Start of MATERIALS PROVIDED

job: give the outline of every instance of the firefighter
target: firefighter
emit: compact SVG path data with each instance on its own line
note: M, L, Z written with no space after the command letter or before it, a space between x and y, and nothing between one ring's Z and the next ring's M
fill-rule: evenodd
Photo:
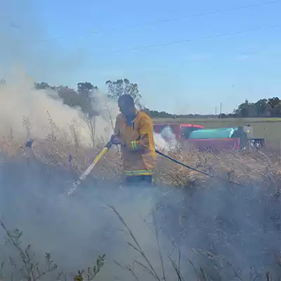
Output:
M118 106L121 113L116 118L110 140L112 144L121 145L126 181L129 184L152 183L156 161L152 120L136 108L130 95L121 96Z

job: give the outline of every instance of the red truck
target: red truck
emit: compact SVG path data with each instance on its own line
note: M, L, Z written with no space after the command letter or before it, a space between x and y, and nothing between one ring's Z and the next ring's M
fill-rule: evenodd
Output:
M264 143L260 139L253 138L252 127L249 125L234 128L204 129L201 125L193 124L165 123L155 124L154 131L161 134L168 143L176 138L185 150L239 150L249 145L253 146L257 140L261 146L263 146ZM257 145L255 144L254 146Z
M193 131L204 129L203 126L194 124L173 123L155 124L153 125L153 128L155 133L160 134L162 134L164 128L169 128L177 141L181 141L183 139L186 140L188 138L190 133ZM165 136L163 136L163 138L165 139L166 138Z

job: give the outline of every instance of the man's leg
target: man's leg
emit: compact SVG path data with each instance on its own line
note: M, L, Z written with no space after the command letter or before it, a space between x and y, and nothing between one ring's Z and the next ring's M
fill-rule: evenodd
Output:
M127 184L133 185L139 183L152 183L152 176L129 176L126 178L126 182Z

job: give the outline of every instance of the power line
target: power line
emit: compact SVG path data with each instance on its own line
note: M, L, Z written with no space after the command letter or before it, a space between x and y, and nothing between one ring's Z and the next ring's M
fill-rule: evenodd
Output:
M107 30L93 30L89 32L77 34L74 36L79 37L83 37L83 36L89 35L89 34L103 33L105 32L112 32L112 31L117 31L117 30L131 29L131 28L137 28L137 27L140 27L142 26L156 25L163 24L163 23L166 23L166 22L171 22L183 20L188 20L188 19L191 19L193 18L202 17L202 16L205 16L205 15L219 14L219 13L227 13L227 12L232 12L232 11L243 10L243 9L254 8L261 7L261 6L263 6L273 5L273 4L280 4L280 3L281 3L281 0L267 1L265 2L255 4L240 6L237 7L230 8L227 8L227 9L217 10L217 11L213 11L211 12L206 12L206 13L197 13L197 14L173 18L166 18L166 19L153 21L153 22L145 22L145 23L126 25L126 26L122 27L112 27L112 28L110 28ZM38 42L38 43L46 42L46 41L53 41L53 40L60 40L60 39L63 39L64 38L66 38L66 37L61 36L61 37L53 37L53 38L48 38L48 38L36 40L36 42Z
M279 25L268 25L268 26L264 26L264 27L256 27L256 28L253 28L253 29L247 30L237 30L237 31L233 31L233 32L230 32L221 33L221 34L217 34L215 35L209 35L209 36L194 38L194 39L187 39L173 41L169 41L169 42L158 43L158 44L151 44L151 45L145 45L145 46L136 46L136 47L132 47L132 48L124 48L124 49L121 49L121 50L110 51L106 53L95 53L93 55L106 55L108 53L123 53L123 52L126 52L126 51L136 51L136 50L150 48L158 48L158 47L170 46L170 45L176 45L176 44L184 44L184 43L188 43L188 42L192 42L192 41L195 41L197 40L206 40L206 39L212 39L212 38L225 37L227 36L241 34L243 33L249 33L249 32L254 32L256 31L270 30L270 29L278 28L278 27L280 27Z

End of MATERIALS PROVIDED
Start of MATERIALS PROVIDED

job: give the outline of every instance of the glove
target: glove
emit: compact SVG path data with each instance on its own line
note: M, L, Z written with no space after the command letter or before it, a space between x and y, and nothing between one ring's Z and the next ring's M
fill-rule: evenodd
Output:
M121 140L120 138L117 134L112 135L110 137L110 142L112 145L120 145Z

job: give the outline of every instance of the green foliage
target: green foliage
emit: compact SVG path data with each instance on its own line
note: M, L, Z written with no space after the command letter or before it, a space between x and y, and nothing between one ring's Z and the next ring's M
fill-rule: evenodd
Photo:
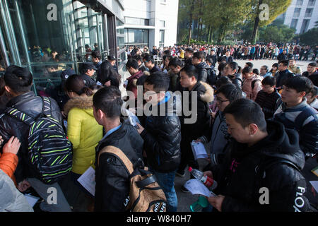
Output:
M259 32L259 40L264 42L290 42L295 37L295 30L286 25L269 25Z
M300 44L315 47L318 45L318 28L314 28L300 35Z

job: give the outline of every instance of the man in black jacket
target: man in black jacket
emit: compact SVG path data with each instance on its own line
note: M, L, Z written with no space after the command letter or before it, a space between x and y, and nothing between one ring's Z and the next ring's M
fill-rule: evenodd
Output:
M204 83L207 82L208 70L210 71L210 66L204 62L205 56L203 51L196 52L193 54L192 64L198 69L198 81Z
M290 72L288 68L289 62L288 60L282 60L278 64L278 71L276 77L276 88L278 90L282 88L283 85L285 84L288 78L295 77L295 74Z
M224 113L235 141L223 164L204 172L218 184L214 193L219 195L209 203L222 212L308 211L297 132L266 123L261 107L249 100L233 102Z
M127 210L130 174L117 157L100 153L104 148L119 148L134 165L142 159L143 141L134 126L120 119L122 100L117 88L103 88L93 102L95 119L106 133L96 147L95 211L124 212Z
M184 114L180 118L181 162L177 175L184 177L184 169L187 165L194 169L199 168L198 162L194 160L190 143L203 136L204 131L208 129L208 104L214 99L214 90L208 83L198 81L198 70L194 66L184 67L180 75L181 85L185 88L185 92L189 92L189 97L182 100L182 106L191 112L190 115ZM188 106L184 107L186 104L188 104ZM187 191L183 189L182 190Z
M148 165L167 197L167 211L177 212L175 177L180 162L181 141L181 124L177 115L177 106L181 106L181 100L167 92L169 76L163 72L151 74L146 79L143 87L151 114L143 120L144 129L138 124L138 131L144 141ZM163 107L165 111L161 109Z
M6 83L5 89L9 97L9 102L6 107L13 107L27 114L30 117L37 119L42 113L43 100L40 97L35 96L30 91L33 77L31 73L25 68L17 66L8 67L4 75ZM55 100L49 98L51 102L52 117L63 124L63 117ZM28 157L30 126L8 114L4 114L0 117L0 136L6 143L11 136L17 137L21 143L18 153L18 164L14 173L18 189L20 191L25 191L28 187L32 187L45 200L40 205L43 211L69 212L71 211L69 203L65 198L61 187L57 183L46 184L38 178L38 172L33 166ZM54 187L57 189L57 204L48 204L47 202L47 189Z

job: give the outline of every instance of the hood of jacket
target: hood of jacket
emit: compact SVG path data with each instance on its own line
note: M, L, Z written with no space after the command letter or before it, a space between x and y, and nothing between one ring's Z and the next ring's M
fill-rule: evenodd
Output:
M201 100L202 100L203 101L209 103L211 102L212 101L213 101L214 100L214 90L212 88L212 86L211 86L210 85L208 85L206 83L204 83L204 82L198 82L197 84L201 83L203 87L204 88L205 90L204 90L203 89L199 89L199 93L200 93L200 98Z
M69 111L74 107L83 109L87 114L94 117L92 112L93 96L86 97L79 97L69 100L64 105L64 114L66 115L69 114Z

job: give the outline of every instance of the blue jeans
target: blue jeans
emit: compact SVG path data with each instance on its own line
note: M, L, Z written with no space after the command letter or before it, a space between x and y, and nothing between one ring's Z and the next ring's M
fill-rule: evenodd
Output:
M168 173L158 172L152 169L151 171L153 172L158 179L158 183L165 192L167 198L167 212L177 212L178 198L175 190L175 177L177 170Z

End of MATERIALS PROVIDED
Start of MATERIALS PROVIDED

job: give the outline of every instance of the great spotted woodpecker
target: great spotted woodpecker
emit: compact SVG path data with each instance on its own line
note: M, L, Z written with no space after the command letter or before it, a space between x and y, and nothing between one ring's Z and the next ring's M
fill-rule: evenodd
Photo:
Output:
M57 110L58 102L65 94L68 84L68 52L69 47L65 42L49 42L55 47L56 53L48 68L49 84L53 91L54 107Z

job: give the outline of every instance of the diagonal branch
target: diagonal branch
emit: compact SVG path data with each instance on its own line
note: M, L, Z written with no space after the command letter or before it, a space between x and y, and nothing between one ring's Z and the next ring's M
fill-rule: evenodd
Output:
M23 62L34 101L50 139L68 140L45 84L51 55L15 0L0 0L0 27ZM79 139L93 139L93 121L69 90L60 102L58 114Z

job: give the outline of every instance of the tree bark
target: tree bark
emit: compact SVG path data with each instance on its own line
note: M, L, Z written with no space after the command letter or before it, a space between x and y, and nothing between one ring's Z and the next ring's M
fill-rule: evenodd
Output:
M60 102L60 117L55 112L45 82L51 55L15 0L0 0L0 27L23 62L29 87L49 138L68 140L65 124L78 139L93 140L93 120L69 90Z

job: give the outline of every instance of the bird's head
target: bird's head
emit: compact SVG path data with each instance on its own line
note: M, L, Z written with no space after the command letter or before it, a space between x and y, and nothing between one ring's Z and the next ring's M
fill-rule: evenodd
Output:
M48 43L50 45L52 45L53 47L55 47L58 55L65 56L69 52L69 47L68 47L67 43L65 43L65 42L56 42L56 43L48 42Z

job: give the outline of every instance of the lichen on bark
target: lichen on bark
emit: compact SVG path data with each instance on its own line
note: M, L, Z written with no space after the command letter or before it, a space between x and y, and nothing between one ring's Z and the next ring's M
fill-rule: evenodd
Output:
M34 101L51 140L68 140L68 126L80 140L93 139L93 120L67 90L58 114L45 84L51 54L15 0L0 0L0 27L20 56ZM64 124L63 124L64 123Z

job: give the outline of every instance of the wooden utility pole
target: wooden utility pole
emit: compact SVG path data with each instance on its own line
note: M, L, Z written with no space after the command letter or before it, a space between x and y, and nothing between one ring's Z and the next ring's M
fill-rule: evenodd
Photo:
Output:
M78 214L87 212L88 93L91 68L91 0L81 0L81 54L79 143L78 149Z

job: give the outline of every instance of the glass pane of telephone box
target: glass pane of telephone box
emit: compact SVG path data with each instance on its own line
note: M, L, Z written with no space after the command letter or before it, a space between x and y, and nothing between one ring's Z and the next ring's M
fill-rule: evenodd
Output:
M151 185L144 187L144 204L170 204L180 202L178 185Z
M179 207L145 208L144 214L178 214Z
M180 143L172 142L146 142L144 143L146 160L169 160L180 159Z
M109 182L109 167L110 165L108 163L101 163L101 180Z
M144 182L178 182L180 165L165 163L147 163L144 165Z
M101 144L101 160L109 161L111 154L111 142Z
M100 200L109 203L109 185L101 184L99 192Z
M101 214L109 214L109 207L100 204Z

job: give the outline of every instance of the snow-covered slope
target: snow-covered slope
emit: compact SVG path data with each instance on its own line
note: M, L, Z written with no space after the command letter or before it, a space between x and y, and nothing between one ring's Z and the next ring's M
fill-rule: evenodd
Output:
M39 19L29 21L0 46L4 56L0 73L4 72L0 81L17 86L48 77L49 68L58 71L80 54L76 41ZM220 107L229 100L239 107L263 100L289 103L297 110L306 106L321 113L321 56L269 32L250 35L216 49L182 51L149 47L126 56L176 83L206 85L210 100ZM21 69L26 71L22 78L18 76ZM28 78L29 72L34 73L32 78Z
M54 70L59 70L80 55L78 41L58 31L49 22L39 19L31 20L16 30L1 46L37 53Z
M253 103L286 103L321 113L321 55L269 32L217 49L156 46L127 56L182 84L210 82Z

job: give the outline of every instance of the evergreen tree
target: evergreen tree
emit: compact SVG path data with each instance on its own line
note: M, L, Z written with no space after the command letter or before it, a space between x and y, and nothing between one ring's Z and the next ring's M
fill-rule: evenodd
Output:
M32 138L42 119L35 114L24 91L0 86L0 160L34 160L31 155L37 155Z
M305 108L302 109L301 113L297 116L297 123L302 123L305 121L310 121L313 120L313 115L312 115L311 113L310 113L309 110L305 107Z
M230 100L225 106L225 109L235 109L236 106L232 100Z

End of MATERIALS PROVIDED

Copy every line from the one containing "job: give the outline of every instance of the man in" through the one containing "M290 72L288 68L289", both lines included, without changing a single character.

job: give the outline of every instance of the man in black jacket
target: man in black jacket
emit: compact SVG path data with each instance on its own line
note: M, L, Z written with no space after the command letter or before it, a space between x and y, and nothing between one ring's Z and the next ring's M
fill-rule: evenodd
Output:
M204 83L207 82L208 70L210 71L210 66L204 62L205 56L203 51L196 52L193 54L192 64L198 69L198 81Z
M290 72L288 68L289 62L288 60L282 60L278 64L278 71L276 77L276 88L278 90L282 88L283 85L285 84L288 78L295 77L295 74Z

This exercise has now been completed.